■ Set of tasks:
a – From the essay on free speech, extract the passage starting at "Locke did tumble" and ending at "ones) was improper.", word for word.
b – Answer these questions from the essay on free speech:
(i) What was Imprimatur?
(ii) Which group did Milton exclude from his defense against censorship, and why?
(iii) What distinction did Locke identify as underpinning the case for free speech?

■ Source excerpt:

╭──

Free Speech's Fits and Starts

Lindsay Perigo's picture
Submitted by Lindsay Perigo on Thu, 2007-02-08 00:47.

[Reprised and modified from SOLOHQ in light of events at UCLA reported by the ARI below—Linz]

"Freedom is the fundamental requirement of man's mind. ... A gun is not an argument."—Ayn Rand

Walking home from the gym the day of the first anniversary of the beginning of the liberation of Iraq, I encountered several hundred smelly Saddamites marching towards Parliament to demand the reinstatement of their toppled idol (I exaggerate the letter, but not the spirit of their protest). The vicious irony of their using their freedom of expression to demand that Iraqis be deprived of it, so soon after acquiring it, was clearly lost on these caterwauling grotesqueries. I alternated between seething disgust at the vermin and curiosity as to whether any of them might be given pause by a moment’s reflection on free speech’s long, tortuous history.

Those magnificent Greeks had more than an inkling of it—yet they infamously put Socrates to death.

The Enlightenment resurrected it after centuries of heresy-hunts and burnings at the stake. John Milton’s celebrated speech to the English Parliament, later published as the Aeropagitica (in deference to the Greeks), was an attack on Imprimatur, the literal stamp of approval one had to obtain from state censors on documents one wished to publish. (One could not obtain Imprimatur on anything attacking the Church of England or the Government.) Censorship of ideas, Milton said, was “the greatest discouragement and affront that can be offered to learning and to learned men.” Unfortunately, Milton made an exception of Catholics, since they were supposedly in thrall to a foreign power (the Pope).

Then came John Locke, who did brilliant, original work in developing the concept of rights, including freedom of expression—except for atheists! Freedom of religion, it seems, did not extend to freedom from religion!

Locke did tumble to a vital distinction underpinning the case for free speech—the distinction between force and persuasion. Force he equated with governments; persuasion he equated with books. Persuasion cannot force, he argued; coercion cannot persuade. “Such is the nature of the understanding that it cannot be compelled to the belief of anything by outward force.” The use of government force as an instrument of persuasion, he believed, was wrong; for the Government to censor the content of books (except atheist ones) was improper.

╰──

■ Raw data:
╭──

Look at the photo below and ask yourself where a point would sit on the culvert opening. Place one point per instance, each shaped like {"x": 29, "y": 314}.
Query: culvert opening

╰──

■ The answers:
a –
Locke did tumble to a vital distinction underpinning the case for free speech—the distinction between force and persuasion. Force he equated with governments; persuasion he equated with books. Persuasion cannot force, he argued; coercion cannot persuade. “Such is the nature of the understanding that it cannot be compelled to the belief of anything by outward force.” The use of government force as an instrument of persuasion, he believed, was wrong; for the Government to censor the content of books (except atheist ones) was improper.

b –
(i) The literal stamp of approval one had to obtain from state censors on documents one wished to publish.
(ii) Catholics, because they were supposedly in thrall to a foreign power, the Pope.
(iii) The distinction between force and persuasion.